* [INSTRUCTION] Pick out each line below that contains the string "rough" and copy it in full. Case counts.

* [RECORDS TO USE]
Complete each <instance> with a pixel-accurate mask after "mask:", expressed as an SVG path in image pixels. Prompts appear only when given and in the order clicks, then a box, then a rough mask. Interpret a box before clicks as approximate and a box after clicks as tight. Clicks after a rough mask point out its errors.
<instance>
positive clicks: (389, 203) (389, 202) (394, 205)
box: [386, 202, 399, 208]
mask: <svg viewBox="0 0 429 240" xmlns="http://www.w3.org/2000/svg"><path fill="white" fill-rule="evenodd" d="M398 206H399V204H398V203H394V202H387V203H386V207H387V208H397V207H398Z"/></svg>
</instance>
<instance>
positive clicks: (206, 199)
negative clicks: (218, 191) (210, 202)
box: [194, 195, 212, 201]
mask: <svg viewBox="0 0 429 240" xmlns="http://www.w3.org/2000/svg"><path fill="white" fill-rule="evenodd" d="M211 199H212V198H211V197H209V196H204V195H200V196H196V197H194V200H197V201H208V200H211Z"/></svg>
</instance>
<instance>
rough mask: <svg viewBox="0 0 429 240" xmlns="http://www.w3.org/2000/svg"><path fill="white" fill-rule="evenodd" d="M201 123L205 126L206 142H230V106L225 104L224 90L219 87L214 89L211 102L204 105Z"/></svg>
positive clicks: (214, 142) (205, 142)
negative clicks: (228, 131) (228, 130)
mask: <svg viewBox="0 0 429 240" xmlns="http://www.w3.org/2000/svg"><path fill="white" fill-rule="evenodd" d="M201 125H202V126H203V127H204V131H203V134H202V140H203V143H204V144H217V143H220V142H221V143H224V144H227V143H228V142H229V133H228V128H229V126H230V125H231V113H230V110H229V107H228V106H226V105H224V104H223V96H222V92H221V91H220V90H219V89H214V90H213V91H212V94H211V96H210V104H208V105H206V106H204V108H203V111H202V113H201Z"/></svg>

* [RESPONSE BOX]
Complete each <instance> with a pixel-accurate mask after "mask:", expressed as an SVG path in image pixels. Prompts appear only when given and in the order clicks, then a box, then a rough mask. Interpret a box before clicks as approximate and a box after clicks as tight. Clicks after a rough mask point out its errors.
rough mask: <svg viewBox="0 0 429 240" xmlns="http://www.w3.org/2000/svg"><path fill="white" fill-rule="evenodd" d="M201 123L205 126L206 142H230V106L225 104L224 90L219 87L214 89L211 102L204 105Z"/></svg>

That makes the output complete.